* START Extracted records *
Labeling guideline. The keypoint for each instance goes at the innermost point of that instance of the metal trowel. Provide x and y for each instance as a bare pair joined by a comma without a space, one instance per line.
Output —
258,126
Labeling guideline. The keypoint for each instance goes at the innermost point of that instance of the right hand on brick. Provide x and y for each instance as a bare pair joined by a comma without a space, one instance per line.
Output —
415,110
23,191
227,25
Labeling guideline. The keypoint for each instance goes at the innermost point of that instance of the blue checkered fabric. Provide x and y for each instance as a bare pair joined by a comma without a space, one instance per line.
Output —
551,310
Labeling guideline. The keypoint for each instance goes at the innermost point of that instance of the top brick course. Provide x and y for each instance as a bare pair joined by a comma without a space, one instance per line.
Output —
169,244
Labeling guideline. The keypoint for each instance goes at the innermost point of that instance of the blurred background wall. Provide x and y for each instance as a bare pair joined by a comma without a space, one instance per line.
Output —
* END Extracted records *
Set problem | Please copy the stretch of the data from the line containing "the top brick" through the end of the data, changing "Labeling guideline" to "Annotation rule" and leaving everything else the same.

Result of the exercise |
Annotation rule. The keypoint for each instance goes at the innermost point of that instance of the top brick course. Provide x and y for each instance as a bare pair joined by a comma without a space, one instance per line.
Output —
169,244
Annotation rule. The keypoint for each instance goes at the innermost point of that instance of the blurred background wall. Provide x and y for each instance as a bare pair joined by a comma without a space, one instance per line.
Output —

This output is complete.